◆ **The input**:
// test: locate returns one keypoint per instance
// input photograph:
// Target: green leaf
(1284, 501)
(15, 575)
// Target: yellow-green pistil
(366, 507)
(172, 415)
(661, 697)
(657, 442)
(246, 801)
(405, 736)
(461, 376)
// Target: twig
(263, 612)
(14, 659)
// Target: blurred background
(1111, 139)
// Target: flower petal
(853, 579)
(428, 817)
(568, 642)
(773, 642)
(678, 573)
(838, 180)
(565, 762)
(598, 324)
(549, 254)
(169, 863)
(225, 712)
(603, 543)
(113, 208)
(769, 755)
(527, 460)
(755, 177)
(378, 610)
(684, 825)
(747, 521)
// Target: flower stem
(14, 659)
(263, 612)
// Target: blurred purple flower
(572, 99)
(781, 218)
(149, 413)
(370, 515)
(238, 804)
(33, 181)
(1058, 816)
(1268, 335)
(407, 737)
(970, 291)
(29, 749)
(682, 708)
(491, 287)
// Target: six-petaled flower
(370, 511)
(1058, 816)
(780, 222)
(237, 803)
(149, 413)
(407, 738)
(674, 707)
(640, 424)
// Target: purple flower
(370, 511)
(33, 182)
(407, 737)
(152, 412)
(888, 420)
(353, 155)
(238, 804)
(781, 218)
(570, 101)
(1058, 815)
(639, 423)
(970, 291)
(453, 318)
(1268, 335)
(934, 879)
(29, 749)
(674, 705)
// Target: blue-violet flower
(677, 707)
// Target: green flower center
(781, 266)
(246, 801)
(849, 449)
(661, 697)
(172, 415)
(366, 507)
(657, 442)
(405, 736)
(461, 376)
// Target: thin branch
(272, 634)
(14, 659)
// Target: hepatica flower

◆ **Task objective**: Please rename "Target" to "Object" throughout all the rows above, and leave everything else in them unchanged.

◆ **Finished exercise**:
// test: locate returns one keypoint per instance
// input photograph:
// Object: green leaf
(1284, 501)
(15, 575)
// Object: yellow-green pistil
(366, 507)
(172, 415)
(661, 697)
(657, 442)
(246, 801)
(405, 736)
(461, 376)
// Object: twig
(263, 612)
(14, 659)
// Object: blurred background
(1111, 139)
// Object: flower petal
(853, 579)
(428, 817)
(568, 642)
(773, 642)
(678, 573)
(838, 180)
(565, 762)
(598, 324)
(549, 254)
(169, 863)
(225, 712)
(603, 543)
(113, 208)
(769, 755)
(527, 460)
(755, 177)
(378, 610)
(684, 825)
(747, 521)
// Object: flower stem
(14, 659)
(263, 612)
// Object: blurred purple flower
(572, 99)
(781, 218)
(149, 413)
(370, 515)
(238, 804)
(33, 181)
(1058, 816)
(1268, 335)
(407, 737)
(970, 291)
(29, 749)
(682, 708)
(491, 287)
// Object: six-petaled flower
(370, 511)
(1058, 816)
(780, 222)
(237, 803)
(149, 413)
(407, 738)
(674, 707)
(640, 424)
// Object: purple flower
(370, 511)
(33, 182)
(407, 737)
(152, 412)
(888, 420)
(353, 155)
(238, 804)
(781, 218)
(570, 101)
(1058, 815)
(639, 423)
(970, 291)
(453, 318)
(1268, 335)
(934, 879)
(29, 749)
(674, 705)
// Object: blue-violet flower
(677, 707)
// Object: green flower center
(781, 266)
(246, 801)
(849, 449)
(661, 697)
(172, 415)
(366, 507)
(657, 442)
(405, 736)
(461, 376)
// Object: thin branch
(272, 634)
(14, 659)
// Object: hepatica flower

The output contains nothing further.